● **Page excerpt**
* * *

Kamila Sadiqi is an enterprising young woman. Fearless, independent and with a sharp mind, Kamila has to find a way to feed her family under Taliban ruled Afghanistan. All the males in Kamila’s family have either fled, died, or are too young to be of any concern to the Taliban, so she has to find a way to feed her six siblings.

Kamila starts her own stitching business, hiring local women who are not allowed to work unless they are under the stringent regulations, and the Taliban brutally enforces how and where women should work. Using her naturally given talents Kamila doesn’t only supply work and income for her family, but for the neighborhood, growing her business and inspiring others.

The Dressmaker of Khair Khana is a quick read, interesting, and heartwarming book. While short, the book packages a strong story of perseverance, fighting against the odds, helping the community and entrepreneurship combined.

This is an inspiring story of courageous women who are in a dangerous zone without men. The males either had to go away, were imprisoned or died while women were forced to be confined to their homes, wear a chadri and had to have a male chaperon escort them around.

As someone who pays attention to the world around him and beyond the two oceans surrounding these United States, I knew about the oppressing situation in Afghanistan pre-9/11, but one aspect that escaped me was the one the author depicted very well. Besides the daily terror of not having any control over the small aspects of one’s life (like going to the market or leaving your yard), the sheer boredom and depression these women felt jumped off the pages.

The more I read the book, the more admiration I felt towards Ms. Sadiqi. Not only because of her business prowess, but also because she cared about her community and customers – something I feel we have lost on the U.S. Ms. Sadiqi provided honorable employment, quality products, and most importantly, a ray of hope to many women in an otherwise unforgiving world. The Talibs knew about her business but turned an eye from it due to her quality, working within the guidelines and contribution to Afghan society.

* * *

● **Exercise**
According to the book review above, how many siblings does Kamila Sadiqi have to feed?

Pointing dataset records
* * *

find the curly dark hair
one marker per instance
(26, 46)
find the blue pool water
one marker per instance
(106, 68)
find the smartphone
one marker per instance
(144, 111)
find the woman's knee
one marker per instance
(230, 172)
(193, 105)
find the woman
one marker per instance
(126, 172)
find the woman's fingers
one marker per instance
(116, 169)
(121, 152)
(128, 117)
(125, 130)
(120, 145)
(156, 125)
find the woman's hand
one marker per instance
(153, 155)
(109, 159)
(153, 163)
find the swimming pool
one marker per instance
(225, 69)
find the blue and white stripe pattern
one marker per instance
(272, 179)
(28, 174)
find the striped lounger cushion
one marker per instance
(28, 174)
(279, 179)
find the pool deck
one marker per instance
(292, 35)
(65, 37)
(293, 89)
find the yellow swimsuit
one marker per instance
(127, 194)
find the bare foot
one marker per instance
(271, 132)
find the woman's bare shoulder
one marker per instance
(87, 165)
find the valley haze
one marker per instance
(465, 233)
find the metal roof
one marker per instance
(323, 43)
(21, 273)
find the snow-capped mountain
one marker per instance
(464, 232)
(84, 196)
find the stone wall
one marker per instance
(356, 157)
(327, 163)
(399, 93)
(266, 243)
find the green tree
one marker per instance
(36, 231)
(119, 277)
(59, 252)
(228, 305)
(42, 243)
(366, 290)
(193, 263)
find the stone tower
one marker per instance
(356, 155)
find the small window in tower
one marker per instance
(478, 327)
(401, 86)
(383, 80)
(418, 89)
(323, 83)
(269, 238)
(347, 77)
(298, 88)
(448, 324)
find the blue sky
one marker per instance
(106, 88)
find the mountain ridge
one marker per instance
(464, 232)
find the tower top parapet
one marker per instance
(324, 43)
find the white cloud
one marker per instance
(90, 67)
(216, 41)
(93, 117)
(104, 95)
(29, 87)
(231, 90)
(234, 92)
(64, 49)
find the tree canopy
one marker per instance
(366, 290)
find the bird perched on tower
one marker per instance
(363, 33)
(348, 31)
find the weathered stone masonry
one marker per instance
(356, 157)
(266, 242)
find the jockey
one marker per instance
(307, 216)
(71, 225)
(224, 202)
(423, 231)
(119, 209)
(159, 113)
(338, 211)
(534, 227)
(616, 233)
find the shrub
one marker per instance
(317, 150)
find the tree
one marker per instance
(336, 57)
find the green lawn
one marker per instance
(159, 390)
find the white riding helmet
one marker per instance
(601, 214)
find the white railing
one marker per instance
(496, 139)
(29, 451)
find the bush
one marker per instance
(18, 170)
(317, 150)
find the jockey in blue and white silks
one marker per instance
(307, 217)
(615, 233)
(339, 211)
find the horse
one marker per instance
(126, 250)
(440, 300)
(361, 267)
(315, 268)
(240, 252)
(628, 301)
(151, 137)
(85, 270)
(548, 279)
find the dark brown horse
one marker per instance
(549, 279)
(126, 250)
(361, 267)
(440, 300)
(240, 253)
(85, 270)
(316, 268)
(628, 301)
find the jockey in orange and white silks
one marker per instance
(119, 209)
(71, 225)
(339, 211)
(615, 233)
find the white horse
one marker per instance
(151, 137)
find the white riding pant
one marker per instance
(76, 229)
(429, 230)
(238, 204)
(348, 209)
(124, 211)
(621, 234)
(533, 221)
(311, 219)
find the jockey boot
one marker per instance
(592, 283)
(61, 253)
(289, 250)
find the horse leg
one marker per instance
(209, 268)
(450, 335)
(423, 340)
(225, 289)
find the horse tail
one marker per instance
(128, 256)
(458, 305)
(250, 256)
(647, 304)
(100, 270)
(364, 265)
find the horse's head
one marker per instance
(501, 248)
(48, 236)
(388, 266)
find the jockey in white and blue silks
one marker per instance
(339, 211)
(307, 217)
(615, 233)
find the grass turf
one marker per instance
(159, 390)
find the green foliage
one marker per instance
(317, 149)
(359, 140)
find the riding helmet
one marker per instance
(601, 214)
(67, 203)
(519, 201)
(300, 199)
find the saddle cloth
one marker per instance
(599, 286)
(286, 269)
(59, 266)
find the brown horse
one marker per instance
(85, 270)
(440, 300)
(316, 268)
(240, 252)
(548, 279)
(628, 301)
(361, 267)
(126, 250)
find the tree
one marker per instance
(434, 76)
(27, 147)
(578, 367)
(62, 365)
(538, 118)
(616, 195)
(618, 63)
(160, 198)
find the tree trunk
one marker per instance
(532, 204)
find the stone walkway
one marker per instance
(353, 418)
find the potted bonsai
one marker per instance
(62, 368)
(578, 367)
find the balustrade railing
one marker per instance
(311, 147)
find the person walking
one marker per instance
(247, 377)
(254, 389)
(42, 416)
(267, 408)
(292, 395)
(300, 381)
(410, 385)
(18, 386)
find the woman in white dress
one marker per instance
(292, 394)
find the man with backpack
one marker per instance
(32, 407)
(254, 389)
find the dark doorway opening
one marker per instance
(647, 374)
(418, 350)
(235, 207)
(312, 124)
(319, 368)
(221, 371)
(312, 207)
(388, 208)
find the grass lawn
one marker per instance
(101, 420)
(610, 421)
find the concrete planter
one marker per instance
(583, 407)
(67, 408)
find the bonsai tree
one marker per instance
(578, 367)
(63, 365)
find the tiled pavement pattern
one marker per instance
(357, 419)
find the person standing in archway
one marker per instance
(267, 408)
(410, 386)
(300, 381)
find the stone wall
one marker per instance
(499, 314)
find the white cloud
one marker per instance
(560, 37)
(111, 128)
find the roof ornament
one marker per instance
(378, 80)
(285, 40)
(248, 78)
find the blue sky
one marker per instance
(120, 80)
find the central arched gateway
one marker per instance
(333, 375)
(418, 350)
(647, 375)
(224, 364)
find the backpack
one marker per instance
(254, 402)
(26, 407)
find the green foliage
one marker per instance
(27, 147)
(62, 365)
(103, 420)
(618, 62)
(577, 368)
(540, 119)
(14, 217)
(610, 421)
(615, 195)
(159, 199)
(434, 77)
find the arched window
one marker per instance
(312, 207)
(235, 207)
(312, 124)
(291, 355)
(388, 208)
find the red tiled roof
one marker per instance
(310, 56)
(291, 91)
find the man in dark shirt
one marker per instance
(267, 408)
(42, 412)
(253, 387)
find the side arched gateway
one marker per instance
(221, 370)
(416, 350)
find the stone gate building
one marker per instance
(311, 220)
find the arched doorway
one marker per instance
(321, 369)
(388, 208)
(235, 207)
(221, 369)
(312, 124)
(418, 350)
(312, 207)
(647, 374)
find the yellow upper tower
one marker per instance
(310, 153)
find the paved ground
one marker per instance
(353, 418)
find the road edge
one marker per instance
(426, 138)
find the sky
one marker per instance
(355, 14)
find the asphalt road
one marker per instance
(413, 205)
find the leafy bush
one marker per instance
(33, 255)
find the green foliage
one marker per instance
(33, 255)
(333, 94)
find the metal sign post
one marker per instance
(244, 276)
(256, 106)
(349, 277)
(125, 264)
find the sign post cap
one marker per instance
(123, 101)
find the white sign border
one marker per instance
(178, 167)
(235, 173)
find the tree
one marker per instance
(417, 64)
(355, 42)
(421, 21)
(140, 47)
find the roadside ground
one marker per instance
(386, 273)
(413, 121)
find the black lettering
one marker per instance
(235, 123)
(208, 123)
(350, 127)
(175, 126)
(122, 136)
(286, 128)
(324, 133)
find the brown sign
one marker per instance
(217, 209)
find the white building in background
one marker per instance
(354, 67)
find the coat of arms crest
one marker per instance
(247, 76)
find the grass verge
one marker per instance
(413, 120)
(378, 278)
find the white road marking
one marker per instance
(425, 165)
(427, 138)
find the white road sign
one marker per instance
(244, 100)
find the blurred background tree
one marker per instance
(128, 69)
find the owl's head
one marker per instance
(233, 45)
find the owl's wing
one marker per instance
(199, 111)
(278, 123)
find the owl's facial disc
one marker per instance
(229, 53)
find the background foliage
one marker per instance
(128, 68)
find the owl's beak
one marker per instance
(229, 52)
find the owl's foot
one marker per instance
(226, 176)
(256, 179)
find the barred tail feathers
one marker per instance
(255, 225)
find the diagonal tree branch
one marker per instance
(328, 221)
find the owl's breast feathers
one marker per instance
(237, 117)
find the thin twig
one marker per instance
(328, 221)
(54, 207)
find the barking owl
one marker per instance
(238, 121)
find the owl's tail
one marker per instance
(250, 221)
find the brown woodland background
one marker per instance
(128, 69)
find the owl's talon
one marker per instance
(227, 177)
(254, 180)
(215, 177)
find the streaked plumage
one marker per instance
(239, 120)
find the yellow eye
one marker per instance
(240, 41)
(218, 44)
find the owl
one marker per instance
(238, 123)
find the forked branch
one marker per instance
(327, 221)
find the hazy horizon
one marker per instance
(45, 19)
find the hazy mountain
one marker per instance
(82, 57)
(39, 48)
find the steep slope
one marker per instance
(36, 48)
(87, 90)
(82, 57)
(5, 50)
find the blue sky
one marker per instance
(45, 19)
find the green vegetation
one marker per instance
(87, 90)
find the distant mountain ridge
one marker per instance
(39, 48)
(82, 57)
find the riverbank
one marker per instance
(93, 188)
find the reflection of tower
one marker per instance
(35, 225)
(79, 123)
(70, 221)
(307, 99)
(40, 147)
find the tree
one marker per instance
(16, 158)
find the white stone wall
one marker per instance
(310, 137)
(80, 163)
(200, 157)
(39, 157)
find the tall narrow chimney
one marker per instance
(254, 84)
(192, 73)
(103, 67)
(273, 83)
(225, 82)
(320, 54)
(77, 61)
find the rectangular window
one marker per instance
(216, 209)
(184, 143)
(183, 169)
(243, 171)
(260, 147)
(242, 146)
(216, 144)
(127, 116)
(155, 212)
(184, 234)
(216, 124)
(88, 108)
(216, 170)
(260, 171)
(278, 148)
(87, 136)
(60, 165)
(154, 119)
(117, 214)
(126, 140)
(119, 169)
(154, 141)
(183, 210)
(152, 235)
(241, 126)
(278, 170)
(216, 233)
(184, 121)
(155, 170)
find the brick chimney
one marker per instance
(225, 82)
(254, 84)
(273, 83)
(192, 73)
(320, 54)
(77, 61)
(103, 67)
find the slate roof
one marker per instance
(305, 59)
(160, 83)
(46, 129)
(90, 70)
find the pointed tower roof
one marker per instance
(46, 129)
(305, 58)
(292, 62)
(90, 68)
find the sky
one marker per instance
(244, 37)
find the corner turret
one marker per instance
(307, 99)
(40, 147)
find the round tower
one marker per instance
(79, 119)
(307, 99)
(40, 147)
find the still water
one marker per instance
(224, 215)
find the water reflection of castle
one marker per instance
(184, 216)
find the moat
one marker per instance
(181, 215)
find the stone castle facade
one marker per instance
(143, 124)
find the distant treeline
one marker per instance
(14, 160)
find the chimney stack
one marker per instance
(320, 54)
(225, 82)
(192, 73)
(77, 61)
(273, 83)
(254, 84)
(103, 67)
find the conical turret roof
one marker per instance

* * *

● **Exercise output**
Six.